→ **Given request a**
According to the forum thread, where is Beau's own bed?

Probably just "complaining", like i would if someone woke me up in the middle of the night.

//Alexander


----------



## LEUllman (Feb 1, 2010)

I read this to my wife and we both had a good laugh. Beau does exactly the same thing almost every time she comes to bed. We call it his "grumble." It's not an aggressive growl, but more of an annoyed compliant. He does not appreciate being jostled, and after a grumble or two, he climbs off the bed and curls up in his own, which is on the floor in our room. He's our "Grumble Bug."


----------



## HuckSnow (Mar 27, 2012)

Our Snow growls when we move him or disturb him in any way while he is sleeping. Huck, on the other hand is so placid and calm we can scoot, drag, pick up or move him in any way without a response. We laugh and say that Snow is "grouchy" when he is sleepy. 

We have "trundle" beds placed at the foot of our bed, but they like to sleep with us..of course. Huck sleeps at my feet, Snow at my husbands. Huck is dead weight when sleeping, so he requires some effort when I need some foot room...:cute: My husband has the most difficulty when he needs extra room. Sometimes, he makes me move him.:act-up: Gotta love them!


----------



## peppersb (Jun 5, 2011)

My older spoo Bob makes a grumly-growly sound if I move him after he has gotten himself comfortable on the bed. But there is no aggression at all, so I am not the slightest bit worried about it. He has also started making the same sound when the mailman comes and he doesn't feel like getting off the couch. He used to run to the door barking furiously, but now he just raises his head and grumbles a bit.


----------



## sschoe2 (Mar 16, 2011)

My mpoo Barkley actually barks and growls in his sleep. I'll wake up and be hearing growling then what sounds like a hiccup (he doesn't open his mouth when he barks in his sleep so it comes out like a hiccup).

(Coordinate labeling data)
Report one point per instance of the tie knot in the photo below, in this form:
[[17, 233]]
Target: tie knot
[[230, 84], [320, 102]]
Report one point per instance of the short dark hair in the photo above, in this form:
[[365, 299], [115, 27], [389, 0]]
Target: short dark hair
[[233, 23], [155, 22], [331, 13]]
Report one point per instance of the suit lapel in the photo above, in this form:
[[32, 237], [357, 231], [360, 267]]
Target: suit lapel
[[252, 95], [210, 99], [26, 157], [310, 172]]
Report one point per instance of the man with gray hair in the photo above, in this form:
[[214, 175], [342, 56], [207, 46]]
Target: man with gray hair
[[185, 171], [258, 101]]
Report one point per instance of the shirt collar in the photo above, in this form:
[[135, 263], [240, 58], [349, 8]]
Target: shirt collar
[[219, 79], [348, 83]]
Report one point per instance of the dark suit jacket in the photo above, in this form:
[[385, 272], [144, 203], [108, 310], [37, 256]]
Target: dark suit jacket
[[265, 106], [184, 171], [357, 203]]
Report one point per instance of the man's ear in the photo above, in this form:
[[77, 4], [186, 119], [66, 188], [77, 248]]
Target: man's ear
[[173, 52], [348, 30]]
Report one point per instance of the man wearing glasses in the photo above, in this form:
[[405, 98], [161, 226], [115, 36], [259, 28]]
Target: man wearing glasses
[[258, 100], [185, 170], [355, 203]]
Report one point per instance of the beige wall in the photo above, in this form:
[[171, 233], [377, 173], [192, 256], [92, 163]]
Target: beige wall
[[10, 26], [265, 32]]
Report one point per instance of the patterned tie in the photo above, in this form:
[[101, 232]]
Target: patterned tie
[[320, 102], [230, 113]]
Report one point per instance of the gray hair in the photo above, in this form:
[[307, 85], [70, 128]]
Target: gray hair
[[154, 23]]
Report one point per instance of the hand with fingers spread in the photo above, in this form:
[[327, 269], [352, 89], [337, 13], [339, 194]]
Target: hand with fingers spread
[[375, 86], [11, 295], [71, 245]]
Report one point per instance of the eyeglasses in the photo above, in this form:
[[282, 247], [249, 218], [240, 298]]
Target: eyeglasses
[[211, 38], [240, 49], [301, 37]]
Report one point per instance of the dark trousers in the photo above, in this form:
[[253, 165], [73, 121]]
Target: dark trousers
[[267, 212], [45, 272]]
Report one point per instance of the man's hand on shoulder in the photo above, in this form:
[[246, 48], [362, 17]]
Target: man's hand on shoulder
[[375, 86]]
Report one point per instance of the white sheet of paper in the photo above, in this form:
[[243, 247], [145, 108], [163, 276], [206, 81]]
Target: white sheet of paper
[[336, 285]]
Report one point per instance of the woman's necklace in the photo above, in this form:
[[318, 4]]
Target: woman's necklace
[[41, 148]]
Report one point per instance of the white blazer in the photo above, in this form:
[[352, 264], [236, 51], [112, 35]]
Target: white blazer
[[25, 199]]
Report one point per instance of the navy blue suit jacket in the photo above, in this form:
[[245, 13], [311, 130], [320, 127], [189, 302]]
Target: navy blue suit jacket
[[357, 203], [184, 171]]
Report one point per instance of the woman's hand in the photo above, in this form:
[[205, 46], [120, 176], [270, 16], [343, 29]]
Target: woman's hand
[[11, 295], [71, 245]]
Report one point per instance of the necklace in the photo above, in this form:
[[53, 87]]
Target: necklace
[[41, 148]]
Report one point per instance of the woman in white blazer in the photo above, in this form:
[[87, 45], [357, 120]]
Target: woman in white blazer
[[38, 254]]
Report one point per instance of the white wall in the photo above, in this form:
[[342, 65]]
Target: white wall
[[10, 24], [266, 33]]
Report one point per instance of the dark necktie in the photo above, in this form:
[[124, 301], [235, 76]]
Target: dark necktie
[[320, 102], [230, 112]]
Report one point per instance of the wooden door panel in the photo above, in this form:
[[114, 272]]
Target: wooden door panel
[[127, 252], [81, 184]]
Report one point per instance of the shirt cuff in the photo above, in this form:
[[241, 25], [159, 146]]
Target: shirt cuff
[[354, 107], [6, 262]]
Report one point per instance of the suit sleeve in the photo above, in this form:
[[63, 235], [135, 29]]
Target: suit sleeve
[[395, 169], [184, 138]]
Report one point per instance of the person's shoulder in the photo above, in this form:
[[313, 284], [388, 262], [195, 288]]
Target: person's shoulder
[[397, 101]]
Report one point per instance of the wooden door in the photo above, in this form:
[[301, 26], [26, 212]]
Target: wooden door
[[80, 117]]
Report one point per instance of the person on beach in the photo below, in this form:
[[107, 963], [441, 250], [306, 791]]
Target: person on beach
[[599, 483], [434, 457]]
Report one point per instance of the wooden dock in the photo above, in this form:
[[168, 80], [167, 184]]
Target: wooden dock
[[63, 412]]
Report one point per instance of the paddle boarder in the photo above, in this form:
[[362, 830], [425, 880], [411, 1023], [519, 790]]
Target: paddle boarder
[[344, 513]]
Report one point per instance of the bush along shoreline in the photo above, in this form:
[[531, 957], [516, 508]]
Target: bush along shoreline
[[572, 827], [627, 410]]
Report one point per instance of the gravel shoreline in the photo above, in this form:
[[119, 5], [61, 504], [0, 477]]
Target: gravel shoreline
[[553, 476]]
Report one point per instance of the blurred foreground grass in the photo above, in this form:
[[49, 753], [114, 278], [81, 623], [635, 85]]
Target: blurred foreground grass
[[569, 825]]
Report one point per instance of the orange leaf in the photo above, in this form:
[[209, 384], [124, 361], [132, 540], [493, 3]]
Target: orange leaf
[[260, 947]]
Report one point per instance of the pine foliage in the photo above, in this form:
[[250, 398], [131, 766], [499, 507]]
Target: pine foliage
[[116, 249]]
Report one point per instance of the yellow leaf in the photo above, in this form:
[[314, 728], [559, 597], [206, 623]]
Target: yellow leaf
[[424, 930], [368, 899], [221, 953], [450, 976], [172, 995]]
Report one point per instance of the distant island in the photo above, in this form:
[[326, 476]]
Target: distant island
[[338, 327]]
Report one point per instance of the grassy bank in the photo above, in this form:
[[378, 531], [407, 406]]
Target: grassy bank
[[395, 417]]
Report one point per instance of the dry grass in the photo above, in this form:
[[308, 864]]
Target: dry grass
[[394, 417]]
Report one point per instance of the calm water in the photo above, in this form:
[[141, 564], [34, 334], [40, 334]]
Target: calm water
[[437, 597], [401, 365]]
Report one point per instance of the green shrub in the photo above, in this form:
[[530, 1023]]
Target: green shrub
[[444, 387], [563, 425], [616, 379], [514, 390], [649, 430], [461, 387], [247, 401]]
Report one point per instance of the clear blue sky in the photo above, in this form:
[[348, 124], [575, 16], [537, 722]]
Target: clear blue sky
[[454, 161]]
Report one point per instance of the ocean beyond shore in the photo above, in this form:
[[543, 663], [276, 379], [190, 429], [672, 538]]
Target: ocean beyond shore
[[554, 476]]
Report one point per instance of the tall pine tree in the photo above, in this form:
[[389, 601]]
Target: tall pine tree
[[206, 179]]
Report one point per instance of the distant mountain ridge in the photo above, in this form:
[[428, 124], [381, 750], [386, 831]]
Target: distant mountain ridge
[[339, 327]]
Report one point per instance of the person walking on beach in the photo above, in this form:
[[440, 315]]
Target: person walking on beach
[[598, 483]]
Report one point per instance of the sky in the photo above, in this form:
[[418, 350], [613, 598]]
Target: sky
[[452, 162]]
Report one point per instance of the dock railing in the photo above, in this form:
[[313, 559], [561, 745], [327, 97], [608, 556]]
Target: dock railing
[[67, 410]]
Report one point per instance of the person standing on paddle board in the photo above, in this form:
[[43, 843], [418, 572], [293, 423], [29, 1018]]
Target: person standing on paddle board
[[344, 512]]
* * *
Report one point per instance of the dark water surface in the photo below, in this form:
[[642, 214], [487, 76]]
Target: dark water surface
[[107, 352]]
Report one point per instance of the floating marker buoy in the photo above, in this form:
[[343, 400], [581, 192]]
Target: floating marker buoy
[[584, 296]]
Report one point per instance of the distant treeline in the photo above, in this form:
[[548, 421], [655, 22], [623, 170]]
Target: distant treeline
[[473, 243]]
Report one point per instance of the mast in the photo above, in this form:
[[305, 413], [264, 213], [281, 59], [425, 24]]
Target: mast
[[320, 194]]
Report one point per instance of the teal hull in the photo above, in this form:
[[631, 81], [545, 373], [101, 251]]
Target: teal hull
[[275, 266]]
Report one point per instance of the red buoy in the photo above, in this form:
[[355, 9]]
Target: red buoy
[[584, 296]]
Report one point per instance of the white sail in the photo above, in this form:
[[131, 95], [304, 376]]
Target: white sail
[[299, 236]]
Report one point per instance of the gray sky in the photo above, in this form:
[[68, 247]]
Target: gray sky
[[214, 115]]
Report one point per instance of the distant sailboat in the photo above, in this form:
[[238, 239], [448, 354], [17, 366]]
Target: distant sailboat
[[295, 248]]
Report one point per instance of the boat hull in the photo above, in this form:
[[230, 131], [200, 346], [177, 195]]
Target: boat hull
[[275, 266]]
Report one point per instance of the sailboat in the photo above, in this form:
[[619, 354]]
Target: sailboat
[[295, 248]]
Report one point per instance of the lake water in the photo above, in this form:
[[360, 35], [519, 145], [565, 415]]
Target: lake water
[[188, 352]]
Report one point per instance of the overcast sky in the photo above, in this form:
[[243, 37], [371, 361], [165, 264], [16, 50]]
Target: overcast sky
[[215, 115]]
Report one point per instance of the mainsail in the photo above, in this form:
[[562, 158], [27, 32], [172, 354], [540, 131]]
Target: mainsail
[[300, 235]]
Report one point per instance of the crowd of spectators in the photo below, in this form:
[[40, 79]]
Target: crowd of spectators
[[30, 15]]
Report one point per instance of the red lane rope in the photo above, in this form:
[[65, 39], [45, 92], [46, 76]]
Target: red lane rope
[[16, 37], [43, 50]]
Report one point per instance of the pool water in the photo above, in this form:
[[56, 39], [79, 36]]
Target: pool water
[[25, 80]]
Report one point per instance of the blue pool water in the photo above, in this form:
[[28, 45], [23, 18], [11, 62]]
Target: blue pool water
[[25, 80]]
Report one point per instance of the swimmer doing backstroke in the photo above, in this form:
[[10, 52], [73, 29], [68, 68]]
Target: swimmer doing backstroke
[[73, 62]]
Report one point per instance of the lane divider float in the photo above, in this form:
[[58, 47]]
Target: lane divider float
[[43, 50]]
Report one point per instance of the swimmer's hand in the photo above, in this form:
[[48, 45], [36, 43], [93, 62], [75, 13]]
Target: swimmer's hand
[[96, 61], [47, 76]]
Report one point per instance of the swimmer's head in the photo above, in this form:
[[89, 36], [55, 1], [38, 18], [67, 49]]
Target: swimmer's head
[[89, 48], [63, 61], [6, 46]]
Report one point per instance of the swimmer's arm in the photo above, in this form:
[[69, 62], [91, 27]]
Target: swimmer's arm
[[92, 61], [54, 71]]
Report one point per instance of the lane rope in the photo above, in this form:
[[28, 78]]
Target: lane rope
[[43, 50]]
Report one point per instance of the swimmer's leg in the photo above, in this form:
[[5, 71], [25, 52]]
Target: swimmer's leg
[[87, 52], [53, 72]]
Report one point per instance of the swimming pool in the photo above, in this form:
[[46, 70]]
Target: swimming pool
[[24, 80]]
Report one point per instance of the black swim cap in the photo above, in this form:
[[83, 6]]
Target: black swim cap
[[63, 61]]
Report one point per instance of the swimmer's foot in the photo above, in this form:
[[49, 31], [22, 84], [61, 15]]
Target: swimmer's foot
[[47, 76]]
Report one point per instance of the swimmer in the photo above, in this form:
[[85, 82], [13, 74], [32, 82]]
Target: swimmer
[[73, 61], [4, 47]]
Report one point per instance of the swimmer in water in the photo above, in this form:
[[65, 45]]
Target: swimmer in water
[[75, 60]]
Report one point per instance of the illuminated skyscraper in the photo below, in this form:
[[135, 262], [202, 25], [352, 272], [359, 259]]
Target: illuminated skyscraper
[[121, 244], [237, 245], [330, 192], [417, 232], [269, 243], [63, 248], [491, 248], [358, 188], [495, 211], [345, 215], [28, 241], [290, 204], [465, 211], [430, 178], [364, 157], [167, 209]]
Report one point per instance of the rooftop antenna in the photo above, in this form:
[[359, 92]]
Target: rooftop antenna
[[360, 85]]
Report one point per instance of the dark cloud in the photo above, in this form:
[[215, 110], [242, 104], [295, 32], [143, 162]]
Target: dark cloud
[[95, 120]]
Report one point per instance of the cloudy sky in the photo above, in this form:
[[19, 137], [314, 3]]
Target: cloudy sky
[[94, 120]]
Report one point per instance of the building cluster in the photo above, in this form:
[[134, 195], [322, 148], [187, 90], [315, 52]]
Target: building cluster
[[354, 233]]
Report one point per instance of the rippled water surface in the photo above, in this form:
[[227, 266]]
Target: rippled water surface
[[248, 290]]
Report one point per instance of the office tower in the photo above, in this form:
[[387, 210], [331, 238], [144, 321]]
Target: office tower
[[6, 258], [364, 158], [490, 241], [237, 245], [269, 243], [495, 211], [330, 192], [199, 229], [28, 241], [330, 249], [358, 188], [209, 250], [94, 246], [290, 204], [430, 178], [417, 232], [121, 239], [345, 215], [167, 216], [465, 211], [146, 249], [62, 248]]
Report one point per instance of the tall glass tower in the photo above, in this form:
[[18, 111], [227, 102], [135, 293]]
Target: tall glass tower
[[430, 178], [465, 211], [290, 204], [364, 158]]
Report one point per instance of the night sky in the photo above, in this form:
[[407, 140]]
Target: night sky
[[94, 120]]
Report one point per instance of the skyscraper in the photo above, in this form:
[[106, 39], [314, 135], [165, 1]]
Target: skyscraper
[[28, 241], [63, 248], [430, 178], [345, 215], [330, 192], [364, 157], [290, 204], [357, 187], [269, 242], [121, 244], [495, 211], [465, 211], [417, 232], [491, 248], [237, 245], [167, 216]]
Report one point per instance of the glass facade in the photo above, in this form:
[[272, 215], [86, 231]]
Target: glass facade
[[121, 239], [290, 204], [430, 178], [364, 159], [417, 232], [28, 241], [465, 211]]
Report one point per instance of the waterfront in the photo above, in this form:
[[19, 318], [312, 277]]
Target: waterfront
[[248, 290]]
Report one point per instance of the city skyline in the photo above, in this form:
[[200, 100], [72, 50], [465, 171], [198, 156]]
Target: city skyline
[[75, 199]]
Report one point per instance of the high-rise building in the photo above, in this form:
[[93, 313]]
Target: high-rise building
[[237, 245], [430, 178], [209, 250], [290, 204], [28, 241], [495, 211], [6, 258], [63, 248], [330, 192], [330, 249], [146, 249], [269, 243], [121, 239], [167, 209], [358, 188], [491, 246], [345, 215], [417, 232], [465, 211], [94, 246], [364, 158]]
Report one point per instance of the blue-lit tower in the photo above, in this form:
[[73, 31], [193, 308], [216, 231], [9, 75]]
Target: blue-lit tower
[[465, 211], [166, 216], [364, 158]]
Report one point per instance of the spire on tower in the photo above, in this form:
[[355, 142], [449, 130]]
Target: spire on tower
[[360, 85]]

→ **Given request b**
Give the coordinate labeling rows as a numbered list, starting with the line containing "Report one point per instance of the tie" and ending with the line containing "[[375, 86], [11, 295], [71, 245]]", both included, and omit blank lines.

→ **Full response a**
On the floor in the owners' room.

→ **Full response b**
1. Report one point per instance of the tie knot in the photo below, in this form:
2. [[17, 233]]
3. Target: tie knot
4. [[230, 84], [320, 102]]
5. Report one point per instance of the short dark hair in the photo above, in this form:
6. [[365, 299], [115, 27], [389, 0]]
7. Target: short dark hair
8. [[233, 23], [155, 22], [331, 13]]
9. Report one point per instance of the suit lapel in the photo above, in this form:
10. [[32, 237], [357, 231], [360, 267]]
11. Target: suit lapel
12. [[252, 95], [210, 99], [26, 157], [310, 172]]
13. Report one point per instance of the man with gray hair in the photo above, in this form:
14. [[214, 175], [342, 56], [207, 46]]
15. Target: man with gray hair
16. [[185, 171], [258, 101]]
17. Report one point per instance of the shirt collar in the photo above, in this form:
18. [[135, 263], [240, 58], [349, 8]]
19. Target: shirt collar
20. [[219, 79], [348, 83]]
21. Report one point per instance of the dark suit jacket in the photo above, in this form:
22. [[385, 272], [144, 203], [108, 310], [37, 256]]
23. Target: dark suit jacket
24. [[265, 106], [184, 171], [357, 203]]
25. Report one point per instance of the man's ear in the photo above, in this form:
26. [[77, 4], [186, 119], [66, 188], [77, 248]]
27. Target: man's ear
28. [[173, 52], [348, 30]]
29. Report one point per instance of the man wearing glasses in the photo above, in this form:
30. [[405, 98], [161, 226], [115, 36], [259, 28]]
31. Target: man wearing glasses
32. [[258, 100], [185, 170], [355, 203]]
33. Report one point per instance of the beige wall in the photo above, in this form:
34. [[171, 233], [377, 173], [192, 256], [92, 163]]
35. Target: beige wall
36. [[10, 26], [265, 32]]
37. Report one point per instance of the patterned tie in the photo above, in this form:
38. [[101, 232]]
39. Target: patterned tie
40. [[320, 102], [230, 113]]
41. Report one point per instance of the gray hair in the photo above, in this form:
42. [[307, 85], [70, 128]]
43. Target: gray hair
44. [[154, 23]]
45. Report one point per instance of the hand with fingers spread in the photo above, in this form:
46. [[327, 269], [352, 89], [337, 13], [339, 194]]
47. Target: hand with fingers spread
48. [[375, 86], [11, 295], [71, 245]]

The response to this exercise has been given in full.